Qurthuby hanyalah muqollid
(pengikut) dari Sigmund Freud, psikolog kenamaan asal Austria yang
membumikan konsep psikoanalisis. Ia mengatakan ketika dorongan seksual
sudah menggelora dalam diri pria maupun wanita, maka sudah selayaknya
mereka tuntaskan lewat jalan perzinahan, tanpa harus melalui alur
pernikahan. Maka itu Freud menuding orang yang senantiasa menjaga
akhlaknya rentan terserang gangguan psikologis seperti neurosis.
Kini
Freud memang telah mati, namun gagasan itu membekas dalam pribadi
orang Barat. Jika anda kerap menyaksikan berita Olahraga, pembawa acara
sering memberitakan bahwa salah seorang pemain sepakbola di Inggris
telah memiliki anak dari pacarnya, ya pacar dan bukan istri. Karena
konsep pernikahan sudah mendebu di benua biru.
Pasca
kematian Freud, muncul banyak pengganti yang tidak lebih ekstrem,
salah satunya Lawrence Kohlberg. Ia adalah pengusung metode pendidikan
Karakter. Metode ini sudah gagal di Barat dan sekarang diimpor ke
negeri-negeri muslim, termasuk Indonesia.
Wajah
pendidikan Karakter terlihat manis. Ia mentitah agar para siswa
berperilaku jujur dan memegang komitmen. Namun ia tidak memliki dasar
agama, jika seorang remaja memilih untuk hidup tanpa tuhan, tidak
menjadi persoalan dalam pendidikan karakter, asal itu dapat
dipertanggungjawabkan.
Begitu
pula masalah hubungan seks. Bagi Kohlbergian, kita tidak boleh
menyalahkan seorang anak perempuan yang hamil di luar nikah, sebab
masalah baik atau buruk menjadi relative. Pendidikan Karakter
pun tidak boleh menghakiminya, karena anak akan jatuh salah jika ia
tidak bisa mempertanggungjawabkan hubungan seksnya. Jadi jika remaja
perempuan hamil masih bisa terbebas dari “dosa”, asal ia siap menjadi
ibu. Urusan benar atau salah tergantung tanggung jawab, bukan agama.

Catatan yang Disediakan →
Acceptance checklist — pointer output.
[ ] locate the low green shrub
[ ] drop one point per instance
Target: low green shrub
--
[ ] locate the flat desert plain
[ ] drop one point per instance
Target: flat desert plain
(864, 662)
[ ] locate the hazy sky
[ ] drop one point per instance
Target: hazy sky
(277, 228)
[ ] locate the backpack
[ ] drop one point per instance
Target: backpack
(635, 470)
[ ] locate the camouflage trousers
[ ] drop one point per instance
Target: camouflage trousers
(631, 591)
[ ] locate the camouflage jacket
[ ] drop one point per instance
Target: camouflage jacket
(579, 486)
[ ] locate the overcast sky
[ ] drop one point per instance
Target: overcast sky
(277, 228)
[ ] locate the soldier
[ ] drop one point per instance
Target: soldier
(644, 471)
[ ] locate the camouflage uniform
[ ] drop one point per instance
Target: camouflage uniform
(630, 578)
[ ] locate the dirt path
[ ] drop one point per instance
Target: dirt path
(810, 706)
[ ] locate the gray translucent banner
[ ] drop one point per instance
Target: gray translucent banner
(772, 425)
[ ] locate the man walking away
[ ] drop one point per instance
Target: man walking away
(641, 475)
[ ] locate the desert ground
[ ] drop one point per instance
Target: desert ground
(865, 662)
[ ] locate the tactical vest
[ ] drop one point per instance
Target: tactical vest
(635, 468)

Tujuan Tugas A → Salin tanpa perubahan bagian kutipan teks mulai dari "Qurthuby hanyalah muqollid" sampai "psikologis seperti neurosis.".
Tujuan Tugas B → Terjemahkan kalimat dari kutipan teks ini ke dalam bahasa Inggris: "Kini Freud memang telah mati, namun gagasan itu membekas dalam pribadi orang Barat."
Catatan di atas tidak perlu digunakan.

Jawaban Akhir A →
Qurthuby hanyalah muqollid
(pengikut) dari Sigmund Freud, psikolog kenamaan asal Austria yang
membumikan konsep psikoanalisis. Ia mengatakan ketika dorongan seksual
sudah menggelora dalam diri pria maupun wanita, maka sudah selayaknya
mereka tuntaskan lewat jalan perzinahan, tanpa harus melalui alur
pernikahan. Maka itu Freud menuding orang yang senantiasa menjaga
akhlaknya rentan terserang gangguan psikologis seperti neurosis.

Jawaban Akhir B → Freud is indeed dead now, but that idea has left its mark on Western people.